_Extrait cité:_
============

Les tribunaux espagnols intensifient leur campagne de légitimation de la dictature fasciste franquiste

L’évolution politique en Espagne prend une direction de plus en plus dangereuse. Quatre-vingt-cinq ans après le coup d’État fasciste de 1936 mené par le généralissime Francisco Franco, qui a déclenché la guerre civile espagnole de trois ans, au cours de laquelle la victoire des forces franquistes soutenues par Hitler et Mussolini a instauré une dictature qui a duré jusqu’en 1978, les tribunaux espagnols réhabilitent agressivement le franquisme.

Ils ont rendu une série d’arrêts réactionnaires, tels que l’absolution des déclarations antisémites d’un dirigeant fasciste et l’opposition au changement des noms de rues honorant les unités militaires et les dirigeants fascistes. Ces décisions interviennent après que la Cour suprême a approuvé le coup d’État de Franco en 1936 et que la Cour constitutionnelle a jugé que Franco n’avait pas commis de crimes contre l’humanité pendant la guerre ou sa dictature de 40 ans.

Les travailleurs et les jeunes du monde entier doivent être mis en garde. Si les crimes du fascisme sont réhabilités, c’est parce que des sections puissantes de la classe dirigeante se préparent à utiliser des méthodes impitoyables et criminelles contre l’opposition de masse aux inégalités sociales, à l’austérité et aux politiques meurtrières d’«immunité collective».

Il y a deux semaines, un juge a statué qu’une dirigeante de la Phalange fasciste, Isabel Peralta, n’avait pas «incité à la haine» contre les Juifs dans un discours public prononcé plus tôt cette année, largement condamné sur les médias sociaux, en l’honneur de la Division bleue. Il s’agissait d’une division d’infanterie de 45.000 volontaires fascistes envoyée par Franco pendant la Seconde Guerre mondiale pour soutenir la guerre d’extermination de l’Allemagne nazie contre l’Union soviétique.

Peralta, utilisant le langage qui a conduit à l’extermination des Juifs d’Europe dans les années 1930 et 1940, a déclaré: «L’ennemi sera toujours le même, même s’il porte des masques différents: le Juif». Elle a ajouté: «Parce qu’il n’y a rien de plus vrai que cette affirmation: le Juif est à blâmer, le Juif est à blâmer, et la Division bleue s’est battue pour cela.» Elle a qualifié de façon hystérique le marxisme comme «une invention juive pour monter les travailleurs les uns contre les autres».

============

_Données fournies:_
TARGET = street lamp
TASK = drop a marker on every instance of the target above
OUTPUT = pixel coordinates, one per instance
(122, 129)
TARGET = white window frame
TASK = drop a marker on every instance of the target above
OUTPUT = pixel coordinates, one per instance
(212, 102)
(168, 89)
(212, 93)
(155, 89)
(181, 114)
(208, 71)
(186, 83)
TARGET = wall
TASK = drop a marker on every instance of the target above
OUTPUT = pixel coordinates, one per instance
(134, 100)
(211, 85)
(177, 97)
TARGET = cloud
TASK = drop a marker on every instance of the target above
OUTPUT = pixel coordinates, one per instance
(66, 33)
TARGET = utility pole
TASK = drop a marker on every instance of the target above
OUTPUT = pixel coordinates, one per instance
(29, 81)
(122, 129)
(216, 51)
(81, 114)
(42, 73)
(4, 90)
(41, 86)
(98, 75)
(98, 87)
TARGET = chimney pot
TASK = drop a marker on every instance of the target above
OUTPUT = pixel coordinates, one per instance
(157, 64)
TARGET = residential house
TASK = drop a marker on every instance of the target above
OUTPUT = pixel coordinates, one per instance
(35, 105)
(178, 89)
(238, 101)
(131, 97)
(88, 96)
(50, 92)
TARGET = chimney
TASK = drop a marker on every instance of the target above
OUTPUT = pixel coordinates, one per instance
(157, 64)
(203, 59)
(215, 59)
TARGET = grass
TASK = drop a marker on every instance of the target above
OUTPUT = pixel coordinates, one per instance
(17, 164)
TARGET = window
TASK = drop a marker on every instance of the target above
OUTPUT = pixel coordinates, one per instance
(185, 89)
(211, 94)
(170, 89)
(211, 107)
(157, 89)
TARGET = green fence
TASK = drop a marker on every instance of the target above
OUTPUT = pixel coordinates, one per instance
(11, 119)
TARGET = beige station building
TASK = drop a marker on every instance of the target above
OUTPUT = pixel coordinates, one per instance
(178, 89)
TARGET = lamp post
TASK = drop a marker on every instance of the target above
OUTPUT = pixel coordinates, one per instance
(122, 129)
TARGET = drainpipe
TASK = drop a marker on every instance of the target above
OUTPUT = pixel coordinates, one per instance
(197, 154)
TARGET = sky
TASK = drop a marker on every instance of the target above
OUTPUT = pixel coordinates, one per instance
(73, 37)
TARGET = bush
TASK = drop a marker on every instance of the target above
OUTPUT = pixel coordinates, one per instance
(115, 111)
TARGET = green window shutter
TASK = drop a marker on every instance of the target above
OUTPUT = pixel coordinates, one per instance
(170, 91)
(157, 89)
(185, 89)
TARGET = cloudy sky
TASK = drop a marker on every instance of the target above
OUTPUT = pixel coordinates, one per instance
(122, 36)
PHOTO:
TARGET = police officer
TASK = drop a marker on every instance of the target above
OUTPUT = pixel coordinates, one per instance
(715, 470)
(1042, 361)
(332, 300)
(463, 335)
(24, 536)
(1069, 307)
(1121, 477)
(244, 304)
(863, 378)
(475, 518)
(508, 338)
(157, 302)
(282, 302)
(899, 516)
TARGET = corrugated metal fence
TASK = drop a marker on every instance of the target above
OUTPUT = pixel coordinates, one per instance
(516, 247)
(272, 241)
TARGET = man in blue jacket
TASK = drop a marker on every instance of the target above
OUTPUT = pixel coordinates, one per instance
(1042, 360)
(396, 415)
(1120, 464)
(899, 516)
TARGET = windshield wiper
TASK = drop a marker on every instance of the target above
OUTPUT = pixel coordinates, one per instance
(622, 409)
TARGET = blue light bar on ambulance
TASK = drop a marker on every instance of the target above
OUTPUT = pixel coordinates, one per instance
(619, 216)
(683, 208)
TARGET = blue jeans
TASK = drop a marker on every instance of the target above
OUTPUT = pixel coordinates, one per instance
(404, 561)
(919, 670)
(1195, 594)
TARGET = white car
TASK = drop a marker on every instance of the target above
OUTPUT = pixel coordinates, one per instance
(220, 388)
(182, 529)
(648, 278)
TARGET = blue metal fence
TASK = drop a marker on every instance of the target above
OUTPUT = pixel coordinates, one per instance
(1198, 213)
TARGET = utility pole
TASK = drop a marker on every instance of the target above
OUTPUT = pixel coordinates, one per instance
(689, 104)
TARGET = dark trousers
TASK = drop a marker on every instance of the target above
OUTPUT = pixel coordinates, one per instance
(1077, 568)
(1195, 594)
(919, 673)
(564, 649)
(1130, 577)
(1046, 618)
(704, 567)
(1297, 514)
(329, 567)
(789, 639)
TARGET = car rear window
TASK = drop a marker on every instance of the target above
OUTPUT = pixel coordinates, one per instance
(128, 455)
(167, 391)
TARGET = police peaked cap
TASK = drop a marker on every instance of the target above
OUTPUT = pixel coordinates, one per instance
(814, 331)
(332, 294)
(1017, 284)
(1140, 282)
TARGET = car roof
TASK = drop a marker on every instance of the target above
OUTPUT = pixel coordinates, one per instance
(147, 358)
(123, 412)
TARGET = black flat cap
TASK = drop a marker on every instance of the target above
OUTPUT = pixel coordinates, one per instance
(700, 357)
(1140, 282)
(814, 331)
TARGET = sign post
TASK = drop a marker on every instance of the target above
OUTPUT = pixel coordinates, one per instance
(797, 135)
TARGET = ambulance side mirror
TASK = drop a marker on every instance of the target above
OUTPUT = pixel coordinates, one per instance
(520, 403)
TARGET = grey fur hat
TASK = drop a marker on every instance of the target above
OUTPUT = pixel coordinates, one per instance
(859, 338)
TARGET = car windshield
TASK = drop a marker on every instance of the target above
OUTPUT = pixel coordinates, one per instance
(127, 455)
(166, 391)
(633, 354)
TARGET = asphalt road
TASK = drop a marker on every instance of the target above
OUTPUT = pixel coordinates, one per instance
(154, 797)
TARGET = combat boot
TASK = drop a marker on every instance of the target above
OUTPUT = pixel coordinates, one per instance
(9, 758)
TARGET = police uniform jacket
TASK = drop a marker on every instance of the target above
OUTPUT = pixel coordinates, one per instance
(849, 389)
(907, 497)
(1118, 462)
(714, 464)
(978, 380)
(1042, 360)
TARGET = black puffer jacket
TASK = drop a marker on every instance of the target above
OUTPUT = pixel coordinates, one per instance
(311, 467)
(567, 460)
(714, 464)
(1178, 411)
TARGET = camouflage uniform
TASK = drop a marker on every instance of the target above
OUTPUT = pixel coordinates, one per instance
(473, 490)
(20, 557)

============

_Consigne:_ Dans le texte sur les tribunaux espagnols et le franquisme, recopiez mot pour mot le passage qui commence aux mots « Ils ont rendu » et s'arrête après « dictature de 40 ans. ».

_Corrigé:_
Ils ont rendu une série d’arrêts réactionnaires, tels que l’absolution des déclarations antisémites d’un dirigeant fasciste et l’opposition au changement des noms de rues honorant les unités militaires et les dirigeants fascistes. Ces décisions interviennent après que la Cour suprême a approuvé le coup d’État de Franco en 1936 et que la Cour constitutionnelle a jugé que Franco n’avait pas commis de crimes contre l’humanité pendant la guerre ou sa dictature de 40 ans.